> [任务说明] 请将下方论述商标法中过失帮助侵权行为的文本逐字完整地重新写出。

> [所给文本]
论商标法中过失帮助侵权行为

2022-12-27 17:30南京理工大学宋斯文
区域治理 2022年16期
关键词:专用权商标法商标权

南京理工大学 宋斯文

一、《商标法》第五十七条第(六)项

《商标法》第五十七条第(六)项规定“故意为侵犯他人商标专用权行为提供便利条件,帮助他人实施侵犯商标专用权行为的”属于侵权注册商标专用权。首先,毫无疑问,该行为并非直接侵犯注册商标专用权的行为,因而不适用无过错责任。其次,该条明确规定构成帮助侵权的过错要件为故意。根据《民法典》第1169条以及《最高人民法院印发《关于贯彻执行<中华人民共和国民法通则>若干问题的意见(试行)》的通知》第148条,帮助他人实施侵权行为,为共同侵权人,承担连带民事责任。故第(六)项的行为构成共同侵权。但是随着网络环境下侵害商标权的出现,不管是学界以及司法裁判都对网络服务商侵权责任性质的认定发生了分歧。尤其加上著作权相关规定为知识产权法带来的压力,使得客观上为直接侵权行为提供帮助的行为人不论在主观故意还是过失的情况下都要承担共同侵权责任。但是,在行为人并未实施直接侵权行为,其主观上对直接侵权行为的发生存在过失,客观上呈现出帮助行为时,其与直接侵权人在主观上并没有共同侵权的故意。这无疑挑战了共同侵权理论的基础论点。

> [数据摘录]
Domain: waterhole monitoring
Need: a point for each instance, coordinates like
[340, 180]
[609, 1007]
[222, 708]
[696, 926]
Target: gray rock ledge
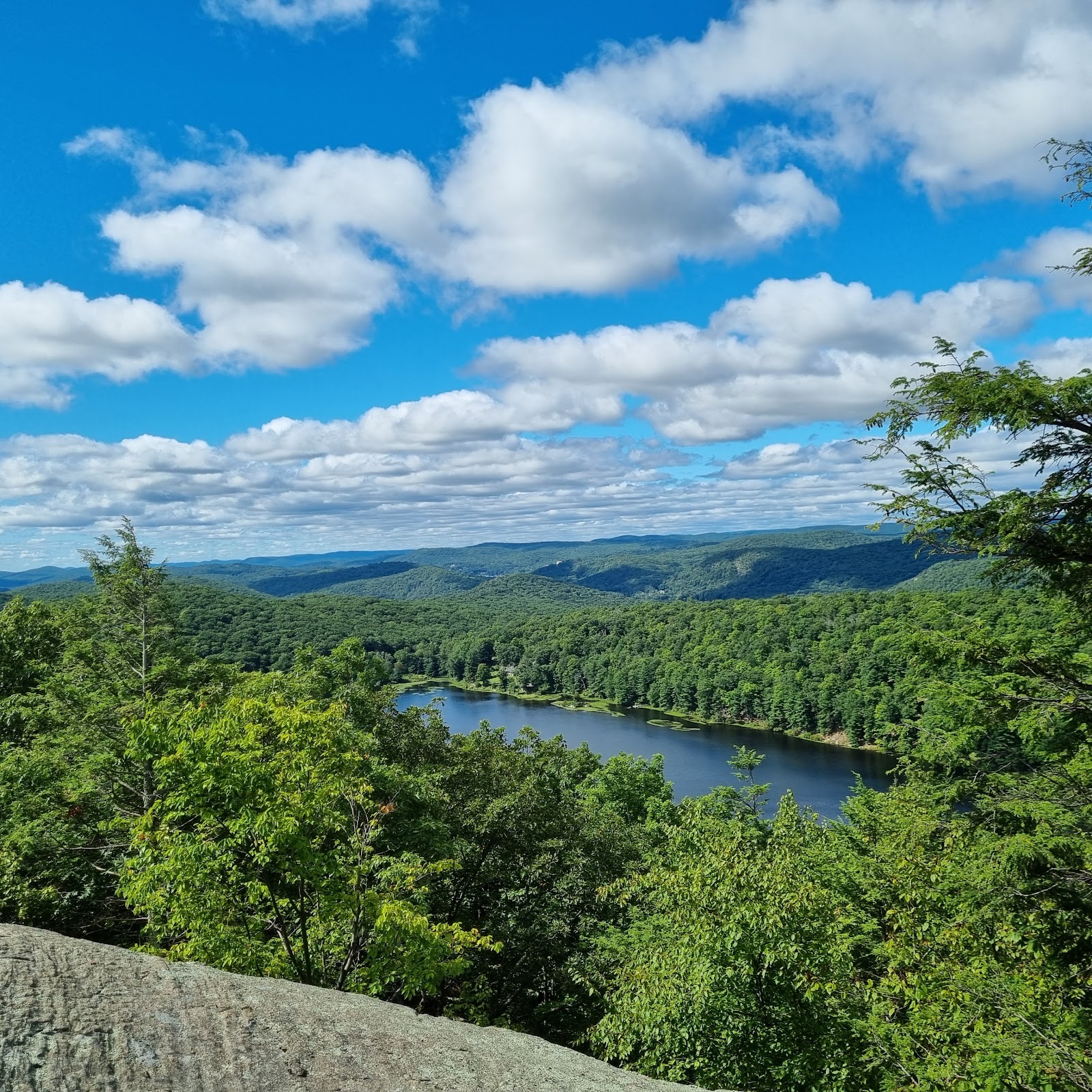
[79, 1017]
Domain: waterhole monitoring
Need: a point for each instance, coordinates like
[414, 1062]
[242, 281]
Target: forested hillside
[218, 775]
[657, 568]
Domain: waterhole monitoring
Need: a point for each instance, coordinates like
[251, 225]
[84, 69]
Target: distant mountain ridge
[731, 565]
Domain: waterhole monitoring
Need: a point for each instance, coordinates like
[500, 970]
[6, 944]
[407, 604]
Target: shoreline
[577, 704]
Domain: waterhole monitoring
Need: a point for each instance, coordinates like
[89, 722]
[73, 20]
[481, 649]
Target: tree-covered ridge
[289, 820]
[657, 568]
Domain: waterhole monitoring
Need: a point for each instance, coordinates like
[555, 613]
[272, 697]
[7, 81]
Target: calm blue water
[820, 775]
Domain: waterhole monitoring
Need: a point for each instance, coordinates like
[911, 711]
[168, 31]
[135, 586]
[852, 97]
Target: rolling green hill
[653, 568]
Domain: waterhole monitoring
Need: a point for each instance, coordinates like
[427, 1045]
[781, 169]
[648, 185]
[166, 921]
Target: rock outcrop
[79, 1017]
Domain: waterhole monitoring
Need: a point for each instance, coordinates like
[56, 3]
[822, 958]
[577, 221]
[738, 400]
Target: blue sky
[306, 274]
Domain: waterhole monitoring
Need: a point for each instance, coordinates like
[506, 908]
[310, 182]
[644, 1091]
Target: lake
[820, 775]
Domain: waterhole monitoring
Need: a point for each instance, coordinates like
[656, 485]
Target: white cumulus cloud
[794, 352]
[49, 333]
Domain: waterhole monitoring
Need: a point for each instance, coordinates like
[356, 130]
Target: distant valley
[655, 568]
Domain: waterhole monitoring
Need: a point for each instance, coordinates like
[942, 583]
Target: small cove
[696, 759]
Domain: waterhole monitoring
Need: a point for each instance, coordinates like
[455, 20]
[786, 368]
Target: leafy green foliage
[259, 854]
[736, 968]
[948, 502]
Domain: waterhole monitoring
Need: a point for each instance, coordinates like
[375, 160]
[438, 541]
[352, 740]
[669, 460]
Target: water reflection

> [参考解答]
论商标法中过失帮助侵权行为

2022-12-27 17:30南京理工大学宋斯文
区域治理 2022年16期
关键词:专用权商标法商标权

南京理工大学 宋斯文

一、《商标法》第五十七条第(六)项

《商标法》第五十七条第(六)项规定“故意为侵犯他人商标专用权行为提供便利条件,帮助他人实施侵犯商标专用权行为的”属于侵权注册商标专用权。首先,毫无疑问,该行为并非直接侵犯注册商标专用权的行为,因而不适用无过错责任。其次,该条明确规定构成帮助侵权的过错要件为故意。根据《民法典》第1169条以及《最高人民法院印发《关于贯彻执行<中华人民共和国民法通则>若干问题的意见(试行)》的通知》第148条,帮助他人实施侵权行为,为共同侵权人,承担连带民事责任。故第(六)项的行为构成共同侵权。但是随着网络环境下侵害商标权的出现,不管是学界以及司法裁判都对网络服务商侵权责任性质的认定发生了分歧。尤其加上著作权相关规定为知识产权法带来的压力,使得客观上为直接侵权行为提供帮助的行为人不论在主观故意还是过失的情况下都要承担共同侵权责任。但是,在行为人并未实施直接侵权行为,其主观上对直接侵权行为的发生存在过失,客观上呈现出帮助行为时,其与直接侵权人在主观上并没有共同侵权的故意。这无疑挑战了共同侵权理论的基础论点。